__Task objective__.
Write out the material again exactly, please, and omit the pictures.

__Data for this task__.
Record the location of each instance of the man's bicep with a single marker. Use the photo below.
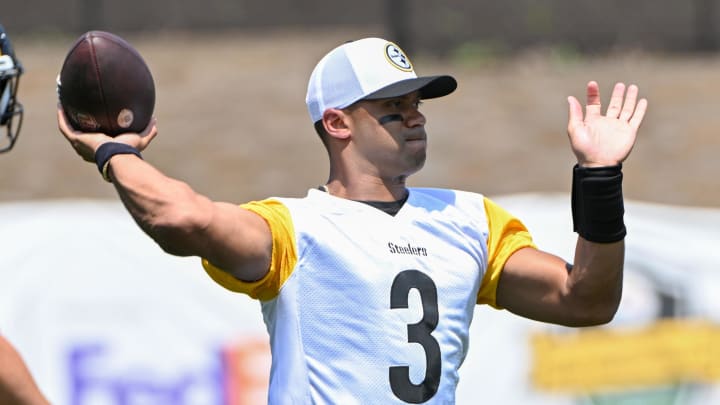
(533, 284)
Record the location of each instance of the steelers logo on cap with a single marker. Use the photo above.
(397, 57)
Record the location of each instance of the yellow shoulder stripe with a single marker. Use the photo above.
(506, 235)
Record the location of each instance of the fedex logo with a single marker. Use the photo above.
(234, 375)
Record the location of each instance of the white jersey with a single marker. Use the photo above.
(367, 308)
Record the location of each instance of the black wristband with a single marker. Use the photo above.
(597, 203)
(108, 150)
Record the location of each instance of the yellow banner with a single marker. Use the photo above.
(602, 359)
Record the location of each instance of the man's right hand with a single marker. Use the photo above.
(86, 143)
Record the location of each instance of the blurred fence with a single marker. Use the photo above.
(583, 25)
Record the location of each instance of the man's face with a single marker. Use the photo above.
(390, 134)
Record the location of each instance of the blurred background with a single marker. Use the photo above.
(231, 79)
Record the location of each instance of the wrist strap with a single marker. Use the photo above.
(597, 203)
(108, 150)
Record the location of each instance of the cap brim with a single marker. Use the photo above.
(428, 86)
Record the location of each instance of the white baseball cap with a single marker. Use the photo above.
(369, 68)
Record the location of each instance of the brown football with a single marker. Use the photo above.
(106, 86)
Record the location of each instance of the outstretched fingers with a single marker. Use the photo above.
(593, 106)
(616, 101)
(639, 114)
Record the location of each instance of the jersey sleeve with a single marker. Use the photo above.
(283, 259)
(506, 235)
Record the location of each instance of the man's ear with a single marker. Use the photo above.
(335, 123)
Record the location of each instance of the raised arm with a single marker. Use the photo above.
(17, 385)
(542, 286)
(181, 221)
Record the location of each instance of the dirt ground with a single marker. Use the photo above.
(233, 122)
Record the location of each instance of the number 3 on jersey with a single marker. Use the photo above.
(419, 332)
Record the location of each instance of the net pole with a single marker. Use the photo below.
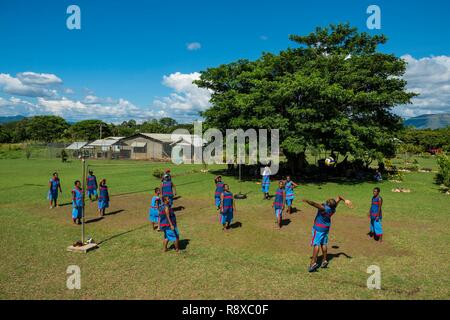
(83, 161)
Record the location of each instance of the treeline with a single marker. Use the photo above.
(54, 128)
(418, 141)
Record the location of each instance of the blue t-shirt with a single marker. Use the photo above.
(322, 223)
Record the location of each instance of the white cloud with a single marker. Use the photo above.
(430, 77)
(15, 86)
(187, 99)
(32, 78)
(106, 109)
(15, 106)
(192, 46)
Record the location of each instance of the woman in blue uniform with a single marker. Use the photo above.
(168, 223)
(278, 203)
(219, 189)
(321, 228)
(103, 199)
(91, 184)
(375, 216)
(155, 207)
(227, 207)
(265, 184)
(168, 188)
(77, 203)
(290, 195)
(54, 186)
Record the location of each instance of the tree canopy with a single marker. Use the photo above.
(334, 91)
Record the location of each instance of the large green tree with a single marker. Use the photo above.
(334, 91)
(89, 130)
(46, 128)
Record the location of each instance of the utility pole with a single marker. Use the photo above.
(84, 198)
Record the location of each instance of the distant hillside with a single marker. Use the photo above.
(429, 121)
(10, 119)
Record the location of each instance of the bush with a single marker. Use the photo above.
(443, 175)
(158, 173)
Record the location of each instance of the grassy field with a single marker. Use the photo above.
(251, 261)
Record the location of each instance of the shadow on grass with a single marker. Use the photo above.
(331, 256)
(183, 244)
(64, 204)
(236, 225)
(94, 220)
(128, 193)
(319, 178)
(113, 212)
(123, 233)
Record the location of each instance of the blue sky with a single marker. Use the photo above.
(132, 59)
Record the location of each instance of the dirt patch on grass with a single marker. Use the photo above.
(254, 227)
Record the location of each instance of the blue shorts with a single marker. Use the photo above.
(153, 215)
(319, 238)
(103, 204)
(278, 213)
(171, 235)
(52, 195)
(77, 212)
(376, 227)
(170, 199)
(226, 217)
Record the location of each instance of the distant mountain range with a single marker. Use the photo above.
(11, 119)
(429, 121)
(425, 121)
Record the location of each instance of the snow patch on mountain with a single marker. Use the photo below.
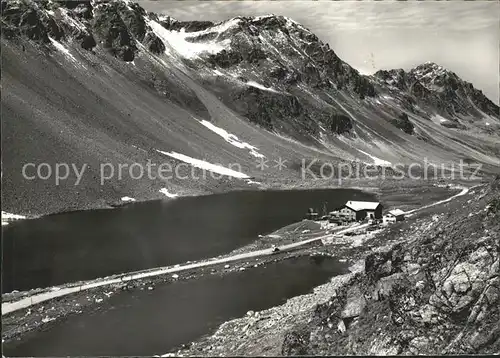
(232, 139)
(176, 42)
(205, 165)
(436, 118)
(262, 87)
(60, 47)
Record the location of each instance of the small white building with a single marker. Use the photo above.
(393, 216)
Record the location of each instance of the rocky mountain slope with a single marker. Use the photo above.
(430, 286)
(93, 82)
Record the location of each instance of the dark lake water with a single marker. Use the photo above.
(159, 321)
(84, 245)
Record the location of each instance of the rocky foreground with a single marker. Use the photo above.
(433, 288)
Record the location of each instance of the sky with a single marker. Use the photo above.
(462, 36)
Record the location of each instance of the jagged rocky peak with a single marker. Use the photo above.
(434, 85)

__Solved exercise__.
Record the location of each instance of the man's bicep with a single marker. Use the photo below.
(533, 284)
Record the location of each instance of the steelers logo on cap with a single marker. Use the photo above.
(397, 57)
Record the location of each instance of the yellow shoulder stripe with a single marker. Use the photo above.
(506, 235)
Record the location of each instance of the fedex logo with a single marker. Use the photo above.
(234, 375)
Record the location of each instance of the white jersey with a single marker. Use the photo above.
(367, 308)
Record the location of each instance of the black wristband with a single marker. Use the photo above.
(597, 203)
(108, 150)
Record the location of each instance of the yellow banner with a single marker. Use the photo above.
(602, 359)
Record the location of each instance of the man's right hand with a single marker. Use the photo above.
(86, 143)
Record the location of each instance of the blurred fence with a single marker. Use the photo above.
(583, 25)
Record the location of each instance of the man's face with a single marker. Use the photo above.
(390, 134)
Record the location of each instance of the blurred background with a single marker. Use the photo above.
(231, 79)
Record the location of each instance of the wrist strap with a single marker. Use the photo above.
(597, 203)
(108, 150)
Record the location of each instance of the cap brim with a single marker. Use the photo above.
(428, 86)
Record the location of each instance of the white baseball cap with a single marker. Use the photo above.
(369, 68)
Record the location of each instance of the brown football with a single marker. Use the photo above.
(106, 86)
Record the location of each instance of the outstretched fingers with a single marker. Use the photo above.
(593, 106)
(616, 101)
(639, 114)
Record the location of each instance of the jersey sleeve with a single marker. Use the photo above.
(283, 259)
(506, 235)
Record the location of each instance of the man's ear with a single marker. Use the photo above.
(335, 123)
Record the location of each instance of the raised arm with a single marker. Use the photo above.
(17, 385)
(542, 286)
(181, 221)
Record the location of each instance of the dirt ground with a single marker. Use the photo above.
(233, 122)
Record the location of each instance of the number 3 on jersey with a single marker. Use the photo above.
(419, 332)
Record the location of each instance of the net pole with a single marker. Use the photo below.
(83, 161)
Record the location of each instance of the treeline with a single marker. Use the photo above.
(54, 128)
(418, 141)
Record the location of each instance of the blue t-shirt with a single marker. Use the photo above.
(322, 223)
Record the location of each instance of the white cloud with a single marker. Use the photo above.
(430, 77)
(15, 86)
(187, 99)
(32, 78)
(106, 109)
(15, 106)
(192, 46)
Record the location of each instance of the woman in blue uniform with a single marker. Use the photo above.
(168, 223)
(278, 203)
(219, 189)
(321, 228)
(103, 199)
(91, 184)
(375, 216)
(155, 207)
(227, 207)
(265, 184)
(168, 188)
(77, 203)
(290, 195)
(54, 186)
Record the location of each instance of the tree canopy with a single marker. Use the photo above.
(334, 91)
Record the location of each instance of the large green tree with a single marker. Use the photo above.
(334, 91)
(89, 130)
(46, 128)
Record the location of each instance of the utility pole with a single marker. Use the photo above.
(84, 198)
Record the location of each instance of the distant hillside with a single marker. Use the photo above.
(429, 121)
(10, 119)
Record the location of each instance of the bush with a single marker. Use the photo above.
(443, 175)
(158, 173)
Record the location of each instance of the grassy field with a single marker. Use the photo above.
(251, 261)
Record the location of each instance of the shadow on grass with a single marker. Use the photo above.
(331, 256)
(183, 244)
(64, 204)
(236, 225)
(94, 220)
(128, 193)
(319, 178)
(113, 212)
(123, 233)
Record the location of each instance of the blue sky with a single marker. Use the photo above.
(132, 59)
Record the location of each instance of the dirt patch on grass with a single marker. Use the photo above.
(254, 227)
Record the location of each instance of the blue shorts with a single marker. Use the photo above.
(153, 215)
(319, 238)
(103, 204)
(278, 213)
(171, 235)
(52, 195)
(77, 212)
(376, 227)
(170, 199)
(226, 217)
Record the location of each instance of the distant mountain range with a single marker. Use the photo above.
(11, 119)
(429, 121)
(425, 121)
Record the location of each instance of the snow patch on mountain with a single marker. Use the photo below.
(232, 139)
(176, 42)
(205, 165)
(436, 118)
(262, 87)
(60, 47)
Record the location of each instance of the small white building with a single marker. Use the photo above.
(393, 216)
Record the location of each instance of the rocky mountain slope with a single marker. Use the photo above.
(430, 286)
(93, 82)
Record the location of each instance of the dark lake water with a single marker. Use the photo above.
(159, 321)
(84, 245)
Record the location of each instance of the rocky foreground with a single marker. Use the photo above.
(433, 288)
Record the location of each instance of the sky with a single marker. Use the photo above.
(462, 36)
Record the location of each instance of the jagged rocky peak with a single marker. Use the photo above.
(434, 85)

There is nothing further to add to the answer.